▶ **Dataset content**:
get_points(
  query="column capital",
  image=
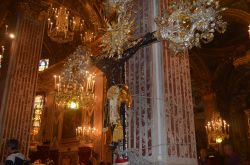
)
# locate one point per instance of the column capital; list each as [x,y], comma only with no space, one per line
[32,9]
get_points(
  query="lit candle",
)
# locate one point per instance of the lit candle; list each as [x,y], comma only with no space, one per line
[55,81]
[51,24]
[93,85]
[58,87]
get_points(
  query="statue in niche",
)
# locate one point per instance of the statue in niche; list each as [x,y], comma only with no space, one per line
[88,116]
[71,119]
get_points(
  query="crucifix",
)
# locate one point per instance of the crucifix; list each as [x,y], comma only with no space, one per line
[114,72]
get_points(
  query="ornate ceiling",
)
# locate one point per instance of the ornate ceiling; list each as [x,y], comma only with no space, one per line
[212,67]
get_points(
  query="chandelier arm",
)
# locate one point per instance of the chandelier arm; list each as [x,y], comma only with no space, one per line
[147,39]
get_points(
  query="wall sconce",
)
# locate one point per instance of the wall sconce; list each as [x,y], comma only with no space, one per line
[247,112]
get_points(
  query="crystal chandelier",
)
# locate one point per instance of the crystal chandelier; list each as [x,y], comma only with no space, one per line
[217,129]
[118,35]
[188,24]
[86,134]
[61,25]
[75,88]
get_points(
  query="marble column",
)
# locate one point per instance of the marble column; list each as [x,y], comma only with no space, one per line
[210,106]
[18,96]
[161,120]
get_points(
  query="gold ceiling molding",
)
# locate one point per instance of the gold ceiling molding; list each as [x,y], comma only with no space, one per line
[236,15]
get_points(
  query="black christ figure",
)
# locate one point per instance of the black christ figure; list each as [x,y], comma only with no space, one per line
[114,69]
[114,72]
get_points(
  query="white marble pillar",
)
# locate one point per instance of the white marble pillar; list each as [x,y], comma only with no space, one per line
[161,121]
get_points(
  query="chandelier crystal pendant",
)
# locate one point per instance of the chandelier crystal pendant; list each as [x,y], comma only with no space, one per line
[188,24]
[62,25]
[75,88]
[217,129]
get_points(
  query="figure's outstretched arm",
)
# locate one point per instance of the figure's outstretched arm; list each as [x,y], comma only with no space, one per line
[141,42]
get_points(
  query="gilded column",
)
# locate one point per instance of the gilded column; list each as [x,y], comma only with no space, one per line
[18,97]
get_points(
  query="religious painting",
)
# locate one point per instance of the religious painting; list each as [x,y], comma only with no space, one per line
[71,120]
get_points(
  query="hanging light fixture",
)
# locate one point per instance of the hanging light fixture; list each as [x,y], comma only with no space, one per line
[75,88]
[185,25]
[62,25]
[217,129]
[188,24]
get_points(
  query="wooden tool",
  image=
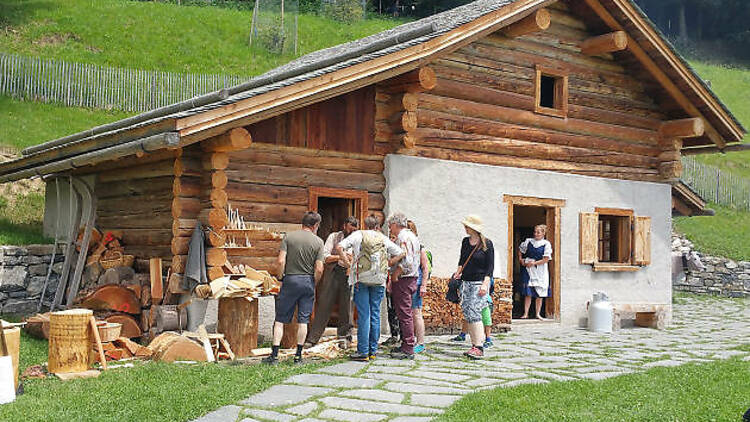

▶ **What you will do**:
Copy the entries exactly. Leave the pictures out.

▶ **Solution for this exercise**:
get_points(
  query="column capital",
  image=
)
# locate one point per instance of the column capital; list each as [x,y], comma only with no space, one per line
[32,9]
get_points(
  query="lit candle",
)
# locate one point per instance of the lit candle; list each as [x,y], comma only with no space, one per line
[55,81]
[51,24]
[93,85]
[58,87]
get_points(
  query="statue in niche",
)
# locate one point per instance of the statue in niche; list each as [x,y], comma only with no space, one per line
[88,116]
[71,119]
get_points(
  query="crucifix",
)
# locate one point per instance of the crucifix; list each as [x,y], comma only with no space, one per line
[114,72]
get_points(
  query="ornate ceiling",
)
# locate one point per instance of the ornate ceiling; list each as [x,y], comma only with no space, one per line
[212,67]
get_points(
  query="chandelier arm",
)
# locate one point per instance of the chandelier arm; list each as [x,y], comma only with no space, one per line
[147,39]
get_points(
  query="wall sconce",
)
# locate one point per instance of the wall sconce; list each as [x,y], comma only with no space, one per line
[247,112]
get_points(
  query="crystal chandelier",
)
# locate one point per instance of the crystal chandelier; list each as [x,y], comma only with no space, one per line
[217,129]
[118,35]
[188,24]
[86,134]
[61,25]
[75,88]
get_points(
  query="marble column",
)
# locate one point per instance of the marble column; list each as [x,y], comma only with no space, one per line
[210,106]
[18,96]
[161,120]
get_points(
  query="gold ceiling molding",
)
# locate one point per instance of the gold ceiling molding; list each as [x,y], comma only with no space, one per line
[236,15]
get_points(
  query="black christ figure",
)
# locate one point per instance of the black christ figure; list each as [x,y], comma only with no space, one per line
[114,69]
[114,72]
get_points(
  query="white marble pillar",
)
# locate one point per instance of the white marble pillar; list each as [x,y], comma only with no space, one per line
[161,121]
get_points(
  query="chandelier crystal pendant",
)
# locate one point per instance of the chandelier crystal pendant; list each as [x,y], comma only with no space, one per line
[188,24]
[62,25]
[75,88]
[217,129]
get_points(
  query="figure's outstretched arm",
)
# locate one point per instance of the figure's outstretched arm; list each as [x,y], comma only with no space, one per line
[141,42]
get_points(
  query="gilded column",
)
# locate one point per instance of the gilded column; list each as [x,y], comma only with no space, one per line
[18,97]
get_points(
  query="religious painting",
)
# locate one point per instance of the religious painting; list each as [x,y], comma only with no space, one per line
[71,120]
get_points(
  query="hanging light fixture",
)
# locate one point per instance of the hanging light fixture; list each as [x,y], comma only with no space, one per line
[75,88]
[185,25]
[62,25]
[217,129]
[188,24]
get_points(
  query="wooden tool",
  image=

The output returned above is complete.